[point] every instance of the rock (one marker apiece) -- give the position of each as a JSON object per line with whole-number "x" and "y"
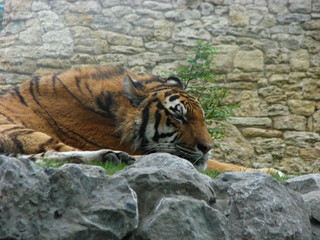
{"x": 234, "y": 148}
{"x": 253, "y": 202}
{"x": 309, "y": 187}
{"x": 291, "y": 122}
{"x": 278, "y": 109}
{"x": 72, "y": 202}
{"x": 274, "y": 146}
{"x": 311, "y": 89}
{"x": 301, "y": 107}
{"x": 156, "y": 176}
{"x": 304, "y": 184}
{"x": 249, "y": 61}
{"x": 316, "y": 121}
{"x": 238, "y": 16}
{"x": 250, "y": 121}
{"x": 308, "y": 154}
{"x": 180, "y": 217}
{"x": 260, "y": 132}
{"x": 301, "y": 6}
{"x": 300, "y": 60}
{"x": 301, "y": 139}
===
◆ **Assignment**: All entries above should be printed exactly, though without their pictures.

◆ **Expected answer**:
[point] every instance of the rock (one marker apiece) -- give the position of each as a JSON object per line with whole-number "x" and "y"
{"x": 234, "y": 148}
{"x": 253, "y": 202}
{"x": 309, "y": 187}
{"x": 291, "y": 122}
{"x": 278, "y": 109}
{"x": 72, "y": 202}
{"x": 274, "y": 146}
{"x": 311, "y": 89}
{"x": 301, "y": 107}
{"x": 156, "y": 176}
{"x": 304, "y": 184}
{"x": 249, "y": 61}
{"x": 316, "y": 121}
{"x": 238, "y": 16}
{"x": 250, "y": 121}
{"x": 308, "y": 154}
{"x": 180, "y": 217}
{"x": 260, "y": 132}
{"x": 301, "y": 6}
{"x": 300, "y": 60}
{"x": 301, "y": 139}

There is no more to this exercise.